Go through the listing and set it down exactly, leaving out its pictures.

=== Given information ===

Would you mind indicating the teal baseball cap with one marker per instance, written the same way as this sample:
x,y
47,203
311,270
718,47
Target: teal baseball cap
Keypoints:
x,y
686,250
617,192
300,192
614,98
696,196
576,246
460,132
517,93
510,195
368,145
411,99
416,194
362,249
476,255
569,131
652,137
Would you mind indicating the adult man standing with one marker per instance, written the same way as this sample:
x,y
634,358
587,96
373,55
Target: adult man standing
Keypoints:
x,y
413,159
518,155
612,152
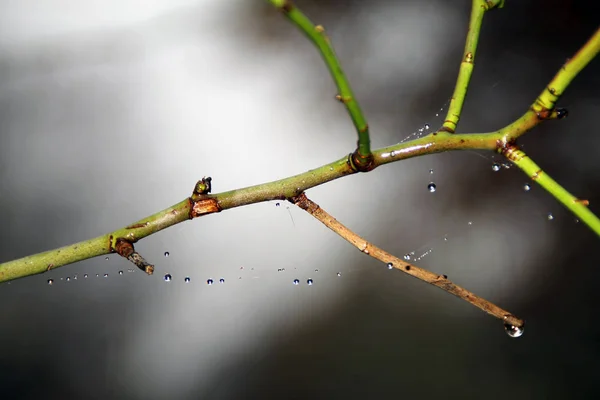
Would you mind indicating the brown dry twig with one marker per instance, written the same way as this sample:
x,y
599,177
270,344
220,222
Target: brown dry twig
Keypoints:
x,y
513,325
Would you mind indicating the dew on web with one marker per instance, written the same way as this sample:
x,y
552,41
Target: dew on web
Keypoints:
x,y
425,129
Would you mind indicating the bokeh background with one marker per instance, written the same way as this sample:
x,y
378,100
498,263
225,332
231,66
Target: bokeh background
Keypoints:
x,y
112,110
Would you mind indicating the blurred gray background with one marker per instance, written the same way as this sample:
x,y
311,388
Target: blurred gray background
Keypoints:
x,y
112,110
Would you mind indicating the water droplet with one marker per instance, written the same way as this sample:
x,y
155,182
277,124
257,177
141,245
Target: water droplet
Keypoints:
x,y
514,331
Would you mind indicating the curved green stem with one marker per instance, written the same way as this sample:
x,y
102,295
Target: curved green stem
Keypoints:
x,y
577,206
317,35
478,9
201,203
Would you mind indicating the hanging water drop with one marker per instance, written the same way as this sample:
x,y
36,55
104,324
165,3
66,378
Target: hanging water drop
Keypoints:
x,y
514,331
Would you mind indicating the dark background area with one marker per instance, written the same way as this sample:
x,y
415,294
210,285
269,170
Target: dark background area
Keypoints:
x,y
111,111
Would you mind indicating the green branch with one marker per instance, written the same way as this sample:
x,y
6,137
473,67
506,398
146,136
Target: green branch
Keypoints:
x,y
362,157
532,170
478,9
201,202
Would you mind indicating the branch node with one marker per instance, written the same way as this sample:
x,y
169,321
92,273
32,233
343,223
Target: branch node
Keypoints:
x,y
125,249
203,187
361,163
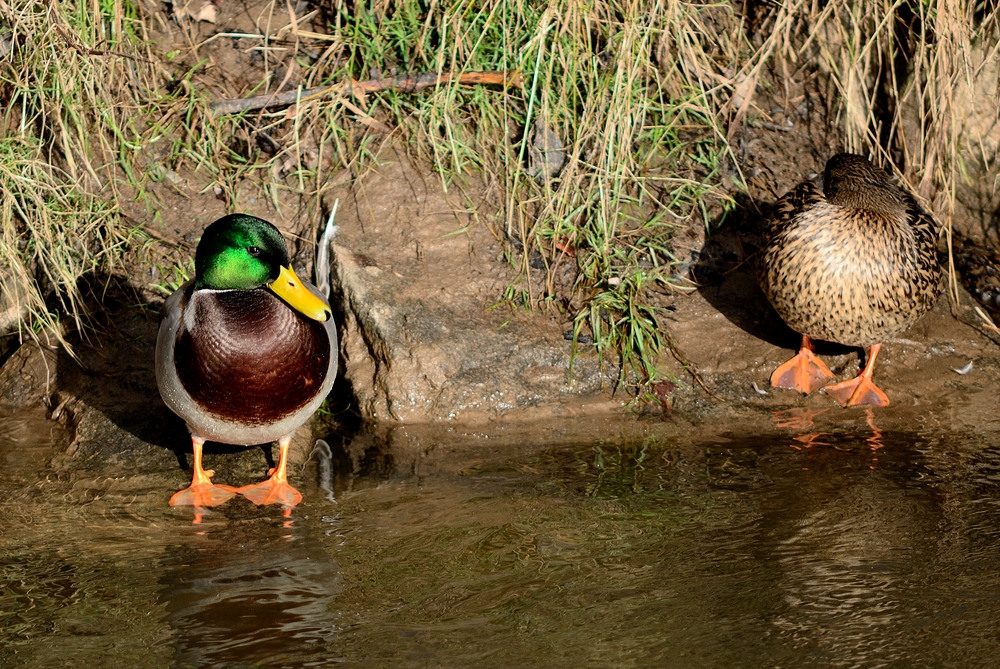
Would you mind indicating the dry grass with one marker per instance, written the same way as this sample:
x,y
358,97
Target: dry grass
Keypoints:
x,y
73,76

===

▶ [Response below]
Would you mind indicating the teal baseball cap with one marker per instance, written the same way as this sample:
x,y
47,203
311,270
718,47
Target: teal baseball cap
Keypoints:
x,y
686,250
617,192
300,192
614,98
696,196
576,246
460,132
517,93
510,195
368,145
411,99
416,194
362,249
476,255
569,131
652,137
Would you mind indicating the adult man standing with one marker per instance, written the same way as this sample:
x,y
634,358
587,96
373,55
Target: adult man standing
Keypoints:
x,y
413,159
518,155
612,152
Would you mind indicating the brown dry twig with one marker per instance, written the same way as this sample:
x,y
599,177
270,344
220,222
Target: brown dry twig
Keypoints:
x,y
513,325
Would you mind indicating the dew on web with one marker per instance, written the same way as this sample:
x,y
552,41
Target: dew on web
Keypoints:
x,y
425,129
Would you mind indicating the bokeh background with one marker per instance, written the same way as this sample:
x,y
378,100
498,263
225,332
231,66
Target: bokeh background
Keypoints:
x,y
112,110
Would you mind indicating the blurred gray background with one marker per instance, written the same way as this sample:
x,y
311,388
Target: blurred gray background
Keypoints:
x,y
112,110
Would you mind indicating the water droplet with one marker per instance, written the same way as this sample:
x,y
155,182
277,124
257,177
141,245
Target: water droplet
Keypoints:
x,y
514,331
Would you mind indicating the curved green stem with one marker per instance, written the same way as this sample:
x,y
102,295
Target: curved green stem
Keypoints:
x,y
577,206
317,35
478,9
201,203
Would you mind indicating the hanging water drop with one marker per instance, written the same way as this sample:
x,y
36,55
104,324
165,3
66,378
Target: hanging water drop
Keypoints:
x,y
514,331
Would you mind indicating the dark background area with one marker per instance, written the same way as this sample:
x,y
415,294
210,285
269,170
Target: dark background area
Keypoints:
x,y
111,111
Would you mind indicating the green branch with one marker per instance, written the same way as this sample:
x,y
6,137
473,67
506,398
146,136
Target: green branch
Keypoints:
x,y
362,157
532,170
478,9
201,202
Would you mind indicating the branch node with one marker per instance, written the same way as this sample:
x,y
169,321
92,273
32,233
343,223
Target: branch node
Keypoints:
x,y
125,249
203,187
361,163
Would you mind indicating the dry grass with one marker per instance, written the same way as this sample:
x,y
358,97
Target: dry grass
Keypoints:
x,y
73,76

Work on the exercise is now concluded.